-- start of Information supplied --

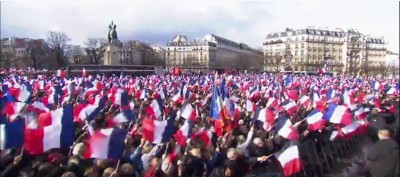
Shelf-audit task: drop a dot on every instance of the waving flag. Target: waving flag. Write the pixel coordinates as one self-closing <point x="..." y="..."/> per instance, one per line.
<point x="289" y="160"/>
<point x="155" y="109"/>
<point x="188" y="112"/>
<point x="267" y="117"/>
<point x="59" y="134"/>
<point x="122" y="117"/>
<point x="216" y="105"/>
<point x="285" y="129"/>
<point x="184" y="133"/>
<point x="21" y="94"/>
<point x="107" y="143"/>
<point x="12" y="134"/>
<point x="338" y="114"/>
<point x="157" y="131"/>
<point x="315" y="120"/>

-- end of Information supplied --

_Problem_.
Render the entries above as a two-column CSV with the headers "prompt" and "points", giving one row per entry. Put each field in double quotes, replace line breaks with spaces, and leave the pictures out.

_The answer_.
prompt,points
"Shelf-audit task: drop a dot on every instance of the waving flag. Target: waving flag. Write the pixel coordinates as one self-closing <point x=""..."" y=""...""/> per instance, one per line.","<point x=""289"" y=""160""/> <point x=""155"" y=""109""/> <point x=""188"" y=""112""/> <point x=""267"" y=""117""/> <point x=""59"" y=""134""/> <point x=""122"" y=""117""/> <point x=""216"" y=""105""/> <point x=""285"" y=""129""/> <point x=""184"" y=""133""/> <point x=""21"" y=""94""/> <point x=""107"" y=""143""/> <point x=""12"" y=""134""/> <point x=""338"" y=""114""/> <point x=""157"" y=""131""/> <point x=""315"" y=""120""/>"